-- START Excerpt --

1

Context

  1. In the simple form shown a file input element allows for multiple file uploads.
  2. An image preview is generated for each file.
  3. When an image is clicked on, this preview image is deleted (for simplicity I haven't included a delete button, it is deleted when you click the image).

On a side note the image files are submitted via PHP in the backend and the backend code all works as expected.

When a number of files are attached via the files input element it creates an array which you can see via the console.log([...chooseFiles.files]); line of code, which shows details of the files attached.

Problem

Can someone explain how when an image is clicked (and thus removed/ deleted visually) how you also remove that specific image from the chooseFiles.files array?

At the moment, because the image is only visually removed, the related image file is still submitted with the form.

-- END Excerpt --

Direction a
According to the forum post, by what means are the image files submitted in the backend?
The records that follow are unrelated to the forum post.

-- START Dataset excerpts --

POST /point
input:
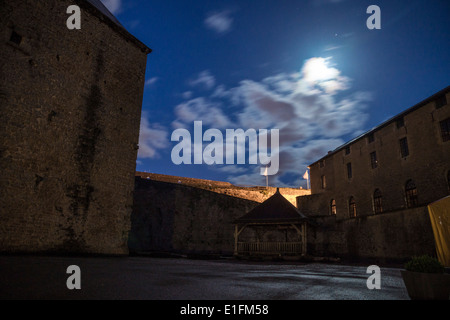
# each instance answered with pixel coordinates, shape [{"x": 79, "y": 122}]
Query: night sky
[{"x": 311, "y": 69}]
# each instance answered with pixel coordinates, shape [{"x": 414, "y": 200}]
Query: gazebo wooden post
[
  {"x": 236, "y": 235},
  {"x": 304, "y": 246},
  {"x": 237, "y": 232}
]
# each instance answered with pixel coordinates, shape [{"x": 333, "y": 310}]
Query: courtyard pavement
[{"x": 146, "y": 278}]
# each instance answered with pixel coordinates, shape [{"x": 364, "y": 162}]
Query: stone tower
[{"x": 70, "y": 107}]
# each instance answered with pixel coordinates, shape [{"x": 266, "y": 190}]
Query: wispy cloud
[
  {"x": 311, "y": 117},
  {"x": 114, "y": 6},
  {"x": 151, "y": 81},
  {"x": 220, "y": 22},
  {"x": 152, "y": 137},
  {"x": 204, "y": 79}
]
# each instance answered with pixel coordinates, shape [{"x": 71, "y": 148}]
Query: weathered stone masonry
[{"x": 70, "y": 114}]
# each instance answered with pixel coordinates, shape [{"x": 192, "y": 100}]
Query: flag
[{"x": 306, "y": 175}]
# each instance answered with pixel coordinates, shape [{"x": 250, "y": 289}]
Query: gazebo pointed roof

-- END Dataset excerpts --

Direction b
Reproduce every line of the records exactly, from "POST /point" through "Query: gazebo pointed roof", and omit the pictures from your answer.

Result a
They are submitted via PHP.

Result b
POST /point
input:
# each instance answered with pixel coordinates, shape [{"x": 79, "y": 122}]
Query: night sky
[{"x": 311, "y": 69}]
# each instance answered with pixel coordinates, shape [{"x": 414, "y": 200}]
Query: gazebo wooden post
[
  {"x": 236, "y": 235},
  {"x": 304, "y": 246},
  {"x": 237, "y": 232}
]
# each instance answered with pixel coordinates, shape [{"x": 333, "y": 310}]
Query: courtyard pavement
[{"x": 146, "y": 278}]
# each instance answered with pixel coordinates, shape [{"x": 364, "y": 162}]
Query: stone tower
[{"x": 70, "y": 107}]
# each instance answered with pixel coordinates, shape [{"x": 266, "y": 190}]
Query: wispy cloud
[
  {"x": 311, "y": 117},
  {"x": 114, "y": 6},
  {"x": 151, "y": 81},
  {"x": 220, "y": 22},
  {"x": 152, "y": 137},
  {"x": 204, "y": 79}
]
# each instance answered with pixel coordinates, shape [{"x": 71, "y": 148}]
Query: weathered stone masonry
[{"x": 70, "y": 114}]
# each instance answered with pixel coordinates, shape [{"x": 192, "y": 100}]
Query: flag
[{"x": 306, "y": 175}]
# each instance answered with pixel coordinates, shape [{"x": 250, "y": 289}]
Query: gazebo pointed roof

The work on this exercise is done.